• [AIM]:
Copy everything in the graphics debugger release notes from "Known Issues With" down to "Studio to crash.".

Fixed In This Release Of The Graphics Debugger (history)

  • Source lines are no longer skipped when stepping in a Vertex Shader.
  • Fixed problems with startup of shaders on a Tesla device.
  • Visible shader resources are now fully synced on both host and target.
  • Sorting the shader list using headers now works properly.
  • Profiler now handles zero draw call cases.
  • Focus changes now working when debugging geometry shaders.
  • Parallel Nsight no longer requires D3DX libraries.
  • InputLayouts with APPEND_ALIGNED_ELEMENT offsets now display their geometry properly.
  • Captures now consistently show the right number of events.
  • Host no longer hangs if stepping off the first or last event.
  • Target better handles running DX11 apps on DX10 and DX10.1 hardware.
  • Depth stencil resources now show up correctly when at breakpoint.
  • Multiple capture and resume session on the same target doesn’t hang the host anymore.
  • Tooltips on event dependencies now show up.
  • Links between raw buffer views and their textures now lead to the correct pages.
  • Host scrubber now always synced with target HUD scrubbing.
  • Signals can now be reset/disabled in the HUD Configuration window.
  • Modifying semantic names strings previously used in the InputLayout is now allowed.
  • Pixel values in the Graphics Inspector no longer show clipped or normalized values.
  • Removed superfluous Process toolbar widget.
  • Profiling of dispatch calls now works.

Known Issues With The Graphics Debugger (history)

  • In Visual Studio 2010, closing the Frames page in the Graphics Inspector while the frame capture is paused, causes Visual Studio to crash.
  • Replay-on-thread: Although fullscreen generally works, some applications may lose fullscreen status during the transition, and in windowed mode the replay window may occlude all other windows. If these issues become a problem, try changing the default behavior:
    1. When an application starts, press Ctrl-Z on the target to enable Nsight.
    2. Press T on the keyboard to toggle replay-on-thread.
  • In the Frame Profiler, the GPU Idle % column in the Draw Calls table is incorrectly always 0%.

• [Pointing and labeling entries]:
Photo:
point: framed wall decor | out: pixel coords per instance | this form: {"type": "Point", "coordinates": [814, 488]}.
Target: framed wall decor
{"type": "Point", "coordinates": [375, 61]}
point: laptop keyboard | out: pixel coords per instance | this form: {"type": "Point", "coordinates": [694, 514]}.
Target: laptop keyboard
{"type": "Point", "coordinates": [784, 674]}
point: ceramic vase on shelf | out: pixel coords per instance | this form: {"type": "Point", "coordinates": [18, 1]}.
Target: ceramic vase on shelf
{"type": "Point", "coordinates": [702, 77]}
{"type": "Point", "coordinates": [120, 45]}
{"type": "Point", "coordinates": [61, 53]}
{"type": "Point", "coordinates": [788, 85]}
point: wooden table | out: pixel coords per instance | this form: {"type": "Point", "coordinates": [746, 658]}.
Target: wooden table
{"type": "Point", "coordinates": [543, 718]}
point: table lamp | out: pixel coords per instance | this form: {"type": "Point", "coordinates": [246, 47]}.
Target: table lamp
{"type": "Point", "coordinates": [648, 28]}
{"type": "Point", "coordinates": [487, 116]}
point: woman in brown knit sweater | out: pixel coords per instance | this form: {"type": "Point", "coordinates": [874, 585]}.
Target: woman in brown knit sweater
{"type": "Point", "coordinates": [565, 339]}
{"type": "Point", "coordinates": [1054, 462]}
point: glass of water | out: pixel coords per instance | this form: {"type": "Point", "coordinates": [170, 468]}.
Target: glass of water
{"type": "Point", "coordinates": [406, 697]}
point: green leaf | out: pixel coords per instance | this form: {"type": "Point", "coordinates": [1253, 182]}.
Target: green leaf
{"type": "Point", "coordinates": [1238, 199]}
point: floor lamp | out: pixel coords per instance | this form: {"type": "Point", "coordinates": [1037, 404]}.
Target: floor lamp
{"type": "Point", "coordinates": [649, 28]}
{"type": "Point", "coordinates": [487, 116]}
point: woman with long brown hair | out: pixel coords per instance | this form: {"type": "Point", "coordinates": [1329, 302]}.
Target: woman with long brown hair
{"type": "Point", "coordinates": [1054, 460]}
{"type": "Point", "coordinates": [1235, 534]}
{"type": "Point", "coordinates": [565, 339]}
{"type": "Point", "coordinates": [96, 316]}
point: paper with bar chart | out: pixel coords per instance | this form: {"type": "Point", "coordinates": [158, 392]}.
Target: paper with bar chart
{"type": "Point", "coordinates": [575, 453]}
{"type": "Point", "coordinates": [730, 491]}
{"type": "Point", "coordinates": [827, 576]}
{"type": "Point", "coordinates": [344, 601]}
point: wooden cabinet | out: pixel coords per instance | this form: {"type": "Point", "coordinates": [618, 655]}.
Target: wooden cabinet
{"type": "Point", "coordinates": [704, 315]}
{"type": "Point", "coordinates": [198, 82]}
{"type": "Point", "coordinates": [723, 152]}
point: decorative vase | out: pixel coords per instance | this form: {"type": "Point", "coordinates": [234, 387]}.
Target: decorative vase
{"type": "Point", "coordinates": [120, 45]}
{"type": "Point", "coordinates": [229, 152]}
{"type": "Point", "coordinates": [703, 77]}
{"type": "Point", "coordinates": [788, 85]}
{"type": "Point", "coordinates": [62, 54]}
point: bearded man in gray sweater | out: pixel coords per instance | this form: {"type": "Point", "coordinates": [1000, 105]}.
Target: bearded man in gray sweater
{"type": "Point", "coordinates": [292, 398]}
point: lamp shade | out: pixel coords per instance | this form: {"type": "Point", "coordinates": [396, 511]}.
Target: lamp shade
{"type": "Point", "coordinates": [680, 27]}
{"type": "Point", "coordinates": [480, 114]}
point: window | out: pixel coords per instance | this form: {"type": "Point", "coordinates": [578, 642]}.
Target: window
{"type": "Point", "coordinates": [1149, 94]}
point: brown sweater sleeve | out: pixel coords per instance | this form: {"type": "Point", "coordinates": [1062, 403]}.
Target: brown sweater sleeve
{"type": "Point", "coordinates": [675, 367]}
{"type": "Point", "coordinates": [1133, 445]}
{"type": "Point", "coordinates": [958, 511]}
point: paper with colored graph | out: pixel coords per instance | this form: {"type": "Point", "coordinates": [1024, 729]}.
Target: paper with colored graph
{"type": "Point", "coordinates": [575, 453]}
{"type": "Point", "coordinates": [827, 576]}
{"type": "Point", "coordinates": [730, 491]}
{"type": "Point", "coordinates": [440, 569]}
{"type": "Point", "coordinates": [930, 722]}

• [OUTPUT OF THE TASK]:
Known Issues With The Graphics Debugger (history)

  • In Visual Studio 2010, closing the Frames page in the Graphics Inspector while the frame capture is paused, causes Visual Studio to crash.